_What is asked_. Please copy the records below word for word, every one of them, but omit the pictures.

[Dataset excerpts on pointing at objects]
- - - - -

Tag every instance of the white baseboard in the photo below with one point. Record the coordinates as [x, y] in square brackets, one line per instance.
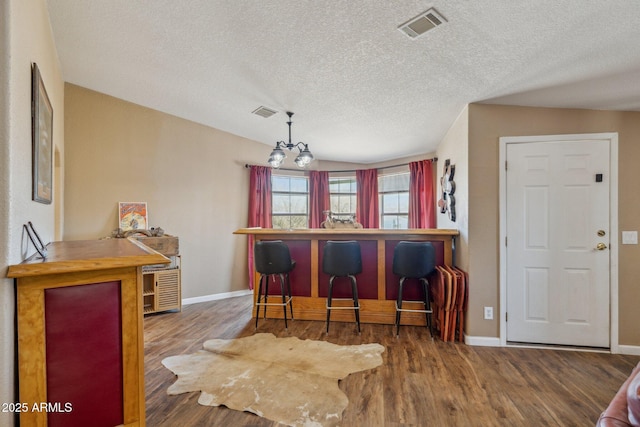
[632, 350]
[215, 297]
[482, 341]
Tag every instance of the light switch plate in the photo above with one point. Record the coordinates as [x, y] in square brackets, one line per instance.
[629, 237]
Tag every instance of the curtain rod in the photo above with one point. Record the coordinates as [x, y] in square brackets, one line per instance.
[434, 159]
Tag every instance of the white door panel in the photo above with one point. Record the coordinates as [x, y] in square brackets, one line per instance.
[557, 282]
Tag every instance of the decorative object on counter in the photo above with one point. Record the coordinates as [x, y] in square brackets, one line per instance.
[152, 232]
[36, 240]
[132, 215]
[287, 380]
[414, 260]
[42, 139]
[339, 221]
[156, 231]
[447, 203]
[278, 155]
[162, 284]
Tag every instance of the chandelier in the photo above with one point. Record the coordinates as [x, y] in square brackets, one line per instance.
[277, 155]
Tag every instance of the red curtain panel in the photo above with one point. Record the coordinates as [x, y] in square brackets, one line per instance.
[259, 207]
[367, 211]
[422, 213]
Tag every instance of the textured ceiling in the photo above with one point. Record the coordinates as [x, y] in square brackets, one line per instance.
[360, 89]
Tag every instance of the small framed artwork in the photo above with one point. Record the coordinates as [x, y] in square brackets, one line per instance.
[133, 216]
[42, 139]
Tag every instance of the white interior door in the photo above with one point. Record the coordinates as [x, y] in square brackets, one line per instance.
[557, 242]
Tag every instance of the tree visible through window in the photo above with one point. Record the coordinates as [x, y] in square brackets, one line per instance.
[393, 191]
[342, 195]
[289, 201]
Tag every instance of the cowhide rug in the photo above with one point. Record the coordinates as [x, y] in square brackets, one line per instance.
[287, 380]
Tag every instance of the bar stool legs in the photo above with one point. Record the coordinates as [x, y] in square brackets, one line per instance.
[272, 258]
[356, 303]
[342, 259]
[427, 306]
[263, 298]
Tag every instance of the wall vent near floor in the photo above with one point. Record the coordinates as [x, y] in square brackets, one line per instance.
[264, 112]
[422, 23]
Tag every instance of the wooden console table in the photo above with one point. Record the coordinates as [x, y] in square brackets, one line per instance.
[80, 333]
[377, 285]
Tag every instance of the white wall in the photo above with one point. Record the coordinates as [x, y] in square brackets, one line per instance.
[25, 37]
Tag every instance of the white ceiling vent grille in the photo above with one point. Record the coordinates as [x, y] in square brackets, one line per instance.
[422, 23]
[264, 112]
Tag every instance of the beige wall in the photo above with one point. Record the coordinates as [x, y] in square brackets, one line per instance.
[487, 123]
[25, 37]
[191, 176]
[454, 147]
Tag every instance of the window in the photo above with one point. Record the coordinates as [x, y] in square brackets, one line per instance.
[289, 201]
[393, 191]
[342, 195]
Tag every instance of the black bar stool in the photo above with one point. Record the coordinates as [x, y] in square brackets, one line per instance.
[273, 258]
[414, 260]
[342, 259]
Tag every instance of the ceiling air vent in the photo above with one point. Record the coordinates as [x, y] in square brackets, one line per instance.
[264, 112]
[422, 23]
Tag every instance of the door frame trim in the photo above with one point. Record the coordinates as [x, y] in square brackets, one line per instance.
[612, 137]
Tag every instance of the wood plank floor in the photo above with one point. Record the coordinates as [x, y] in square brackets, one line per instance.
[421, 382]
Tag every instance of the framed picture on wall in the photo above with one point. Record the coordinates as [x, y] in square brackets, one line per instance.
[132, 216]
[42, 139]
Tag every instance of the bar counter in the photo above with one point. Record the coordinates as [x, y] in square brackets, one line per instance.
[377, 285]
[80, 334]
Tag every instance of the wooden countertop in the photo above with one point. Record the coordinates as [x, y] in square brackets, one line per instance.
[86, 255]
[365, 232]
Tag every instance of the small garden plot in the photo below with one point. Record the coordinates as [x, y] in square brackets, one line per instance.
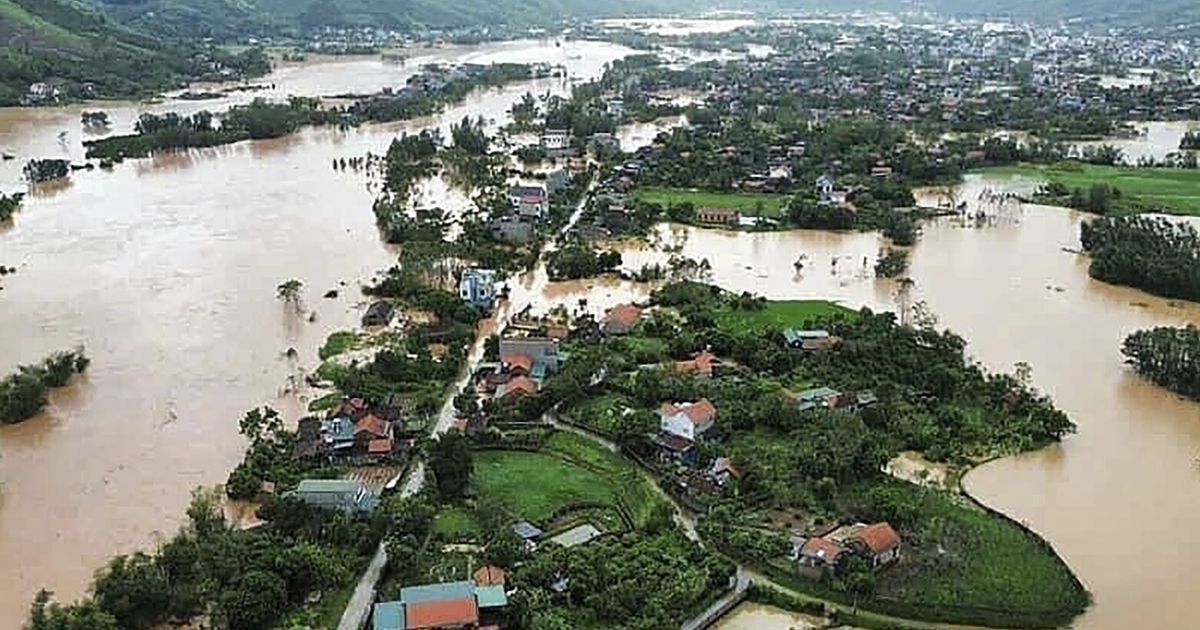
[534, 486]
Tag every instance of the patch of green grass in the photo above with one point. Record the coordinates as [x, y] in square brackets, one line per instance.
[1164, 190]
[960, 565]
[978, 559]
[779, 315]
[455, 523]
[337, 343]
[771, 205]
[636, 495]
[599, 413]
[534, 485]
[325, 402]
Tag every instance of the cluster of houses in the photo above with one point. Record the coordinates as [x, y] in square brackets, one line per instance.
[479, 603]
[529, 205]
[820, 556]
[354, 431]
[523, 367]
[432, 81]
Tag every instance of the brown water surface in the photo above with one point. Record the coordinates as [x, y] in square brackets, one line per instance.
[166, 269]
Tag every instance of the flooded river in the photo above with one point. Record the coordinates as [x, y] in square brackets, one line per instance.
[757, 617]
[166, 269]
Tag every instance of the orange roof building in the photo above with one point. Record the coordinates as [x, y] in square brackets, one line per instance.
[517, 363]
[701, 365]
[373, 427]
[517, 387]
[621, 319]
[879, 538]
[447, 613]
[490, 576]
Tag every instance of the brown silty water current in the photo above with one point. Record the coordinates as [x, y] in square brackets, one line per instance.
[166, 269]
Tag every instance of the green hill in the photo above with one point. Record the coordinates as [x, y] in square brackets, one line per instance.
[81, 53]
[234, 18]
[231, 18]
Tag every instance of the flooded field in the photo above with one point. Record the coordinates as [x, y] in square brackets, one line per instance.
[759, 617]
[166, 270]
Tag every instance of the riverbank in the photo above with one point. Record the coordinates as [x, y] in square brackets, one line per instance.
[1141, 190]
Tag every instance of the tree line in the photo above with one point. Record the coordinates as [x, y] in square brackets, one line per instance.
[24, 393]
[258, 120]
[1169, 357]
[1151, 253]
[10, 204]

- - - - -

_Response below_.
Tag every instance of the white baseboard in the photo below with one point. Record the coordinates as [x, y] in square brackets, one line per instance.
[632, 350]
[215, 297]
[482, 341]
Tag every instance of the light switch plate in the photo above with one point. Record the coordinates as [x, y] in square brackets, one line per instance.
[629, 237]
Tag every instance of the curtain rod in the photo above with one point. Record the coordinates as [x, y] in square brackets, one line per instance.
[434, 159]
Tag every instance of the white door panel in the photo above with one point. Record the coordinates as [x, y] in square brackets, one line per instance.
[557, 282]
Tag every instance of the decorative object on counter in the photo above with one point. Record the coordinates as [x, y] in square brackets, one line per instance.
[152, 232]
[36, 240]
[132, 215]
[287, 380]
[414, 260]
[42, 139]
[339, 221]
[156, 231]
[447, 203]
[278, 155]
[162, 284]
Tag every instance of the chandelier in the photo above with one point. Record the coordinates as [x, y] in square brackets, one line per instance.
[277, 155]
Tag every instance of the red curtain panel in the photo above with one point. Record the coordinates as [x, y] in square brackets, one line per instance.
[259, 207]
[367, 211]
[422, 213]
Tag every instance of the textured ceiling in the photo above with one point. Record the coordinates as [x, y] in square brackets, one line per instance.
[360, 89]
Tag every instance of the small framed artwork in the photo above with one point. Record the coordinates as [x, y] in square brackets, one line per instance.
[133, 216]
[42, 139]
Tag every instance of the white interior door in the photo above with one point. Record the coordinates as [x, y] in square brackets, one line per instance.
[557, 242]
Tag every instance of the tree visible through window in the photo above with one point. Record the coordinates as [x, y] in square brackets, one line per instance.
[393, 191]
[342, 195]
[289, 201]
Tag every instance of the cowhide rug in the photo above with one point. Record the coordinates as [x, y] in square brackets, one line per instance.
[287, 380]
Tag every instance of the bar stool legs in the photo above with one point. Record the coordinates as [x, y] in square brackets, one line per instance.
[272, 258]
[356, 303]
[342, 259]
[427, 306]
[263, 298]
Tag every instance of the wall vent near floor in the photo above with one point. Record the coordinates as [x, y] in square brackets, one line per instance.
[264, 112]
[422, 23]
Tag every instance of the wooden console table in the photo above with one point. Record the coordinates as [x, y] in square brackets, one line per instance.
[80, 333]
[377, 285]
Tag every instance of the white wall in the photo above with one point. Record the coordinates as [x, y] in square brackets, one line per instance.
[25, 37]
Tag every instance of the white ceiling vent grille in the photo above with one point. Record the coordinates as [x, y] in square brackets, one line per instance.
[422, 23]
[264, 112]
Tag every instance of the beige wall in the photo above with one point. Record the coordinates as [x, y] in square brackets, one line per instance.
[487, 123]
[25, 37]
[191, 176]
[454, 147]
Tag every instance of the window in the photo above with one point. Record the coordinates as [x, y] in square brackets, one line per instance.
[289, 201]
[393, 191]
[342, 195]
Tag every instance of the black bar stool in the photo above with one point. Record the coordinates as [x, y] in square brackets, one line per instance.
[273, 258]
[414, 260]
[342, 259]
Tag every instance of the ceiling air vent in the photo above with one point. Record the coordinates as [x, y] in square brackets, one line per instance.
[264, 112]
[422, 23]
Tag every instance of the door frame trim in the photo above with one point. Record the coordinates as [x, y] in square brackets, one line per instance.
[612, 137]
Tag every instance of the wood plank floor in the photo above with one point. Record the coordinates as [x, y] in square brackets, one line per instance.
[421, 382]
Tag every instance of the framed picture on wall in the photo above with one point. Record the coordinates as [x, y] in square brackets, one line per instance.
[132, 216]
[42, 139]
Tag every instance of the bar counter in the photo above with one point. Record the coordinates as [x, y] in square brackets, one line per instance.
[377, 285]
[80, 334]
Tag every instance of the wooden countertop in the photo above with one point. Record the coordinates as [x, y] in square brackets, one line per instance.
[86, 255]
[365, 232]
Tag every instance of the small garden plot in the photo below with one point. Record the coordinates as [x, y] in square brackets, one line per instance.
[534, 486]
Tag every instance of the patch of green grass in the photo above with one point. Record the coordinates as [x, y] in square brackets, one line per instance.
[1164, 190]
[960, 565]
[978, 559]
[779, 315]
[455, 523]
[337, 343]
[771, 205]
[636, 495]
[599, 413]
[534, 485]
[325, 402]
Tag every instance of the cluster of houses in the photo above with one point. Record the coordinates as [x, y] in square brackets, one line per instance.
[479, 603]
[529, 205]
[820, 556]
[354, 431]
[523, 367]
[432, 81]
Tag every instance of the brown water surface in the photo above with one point. Record the coordinates as [x, y] in square brackets, one line per instance.
[166, 269]
Tag every instance of the flooded river in the photo above with one point. Record the coordinates as [x, y] in square brackets, one line per instance.
[757, 617]
[166, 269]
Tag every instance of the orange roof building in the photo above with one point. Record the coordinates as [x, y] in square brackets, one line per instance.
[517, 363]
[701, 365]
[373, 427]
[517, 387]
[621, 319]
[879, 538]
[447, 613]
[490, 576]
Tag every instance of the brown silty water current in the photo above with one point. Record the coordinates as [x, y] in square brackets, one line per instance.
[166, 269]
Tag every instance of the green hill in the photo above with one point. Record the coordinates as [x, y] in square brackets, one line per instance.
[81, 53]
[234, 18]
[231, 18]
Tag every instance of the flooded field in the photo above with one point. Record the coordinates as [x, y] in square brackets, one line per instance.
[759, 617]
[166, 270]
Tag every instance of the riverbank in the photo above with one point. Record the coordinates as [x, y] in square brackets, one line per instance.
[1141, 190]
Tag every instance of the tree line in the photo above with one point. Record the coordinates as [x, y] in square brackets, one line per instance.
[24, 393]
[258, 120]
[1169, 357]
[1151, 253]
[10, 204]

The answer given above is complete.